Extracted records
╭──
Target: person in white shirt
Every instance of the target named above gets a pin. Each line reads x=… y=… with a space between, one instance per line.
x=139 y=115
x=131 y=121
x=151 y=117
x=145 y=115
╰──
• **AIM**: Write out every line of the entries above with no changes.

• **IN RESPONSE**:
Target: person in white shirt
Every instance of the target named above gets a pin. Each line reads x=… y=… with a space between, one instance per line.
x=139 y=115
x=131 y=121
x=151 y=117
x=145 y=115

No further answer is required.